» **Short task**
Can you recast the lines of each entry below as a numbered list, leaving out any blank lines?
....................
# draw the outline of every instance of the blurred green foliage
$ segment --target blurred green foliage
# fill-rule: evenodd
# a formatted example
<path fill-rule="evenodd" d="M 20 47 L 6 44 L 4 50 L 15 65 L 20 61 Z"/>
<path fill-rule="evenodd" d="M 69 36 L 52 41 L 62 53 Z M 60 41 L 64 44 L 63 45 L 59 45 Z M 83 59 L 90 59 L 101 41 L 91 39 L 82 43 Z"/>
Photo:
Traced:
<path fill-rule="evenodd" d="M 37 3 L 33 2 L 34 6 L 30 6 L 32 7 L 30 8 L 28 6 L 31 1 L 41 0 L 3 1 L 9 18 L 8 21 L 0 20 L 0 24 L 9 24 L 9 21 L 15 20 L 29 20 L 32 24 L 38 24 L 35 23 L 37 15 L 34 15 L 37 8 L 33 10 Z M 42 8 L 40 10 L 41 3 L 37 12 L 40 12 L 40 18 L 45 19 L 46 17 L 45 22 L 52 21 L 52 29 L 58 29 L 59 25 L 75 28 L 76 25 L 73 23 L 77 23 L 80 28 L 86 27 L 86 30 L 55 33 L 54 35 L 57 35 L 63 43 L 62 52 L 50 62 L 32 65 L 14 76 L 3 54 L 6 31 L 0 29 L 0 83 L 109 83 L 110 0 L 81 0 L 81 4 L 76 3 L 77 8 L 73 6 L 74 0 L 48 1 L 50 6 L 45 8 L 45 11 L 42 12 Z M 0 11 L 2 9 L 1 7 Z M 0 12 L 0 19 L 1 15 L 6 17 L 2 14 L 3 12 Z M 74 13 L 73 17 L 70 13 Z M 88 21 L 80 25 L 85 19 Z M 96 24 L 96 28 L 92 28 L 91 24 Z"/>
....................
» **Correct output**
1. # draw the outline of every instance of the blurred green foliage
2. $ segment --target blurred green foliage
3. # fill-rule: evenodd
4. # a formatted example
5. <path fill-rule="evenodd" d="M 20 47 L 6 44 L 4 50 L 15 65 L 20 61 Z"/>
6. <path fill-rule="evenodd" d="M 69 36 L 52 41 L 62 53 Z M 60 41 L 64 44 L 63 45 L 59 45 Z M 83 59 L 90 59 L 101 41 L 91 39 L 82 43 Z"/>
7. Photo:
8. Traced:
9. <path fill-rule="evenodd" d="M 37 3 L 33 2 L 34 6 L 30 6 L 32 7 L 30 8 L 28 6 L 31 1 L 41 0 L 3 1 L 9 18 L 8 21 L 0 20 L 0 24 L 9 24 L 9 21 L 15 20 L 29 20 L 32 24 L 38 24 L 35 23 L 37 15 L 34 15 L 37 8 L 33 10 Z M 42 8 L 40 10 L 41 3 L 37 12 L 40 12 L 40 18 L 45 19 L 46 17 L 45 22 L 52 21 L 52 29 L 58 29 L 59 25 L 75 28 L 76 25 L 73 23 L 77 23 L 80 28 L 86 27 L 86 30 L 55 33 L 54 35 L 57 35 L 63 43 L 62 52 L 50 62 L 32 65 L 14 76 L 3 54 L 6 31 L 0 29 L 0 83 L 109 83 L 110 0 L 81 0 L 81 4 L 76 3 L 77 8 L 73 6 L 74 0 L 48 1 L 50 6 L 45 8 L 45 11 L 42 12 Z M 0 11 L 2 9 L 1 7 Z M 0 12 L 0 19 L 1 15 L 6 17 L 2 14 L 3 12 Z M 74 13 L 73 17 L 70 13 Z M 88 21 L 80 25 L 85 19 Z M 96 24 L 96 28 L 92 28 L 91 24 Z"/>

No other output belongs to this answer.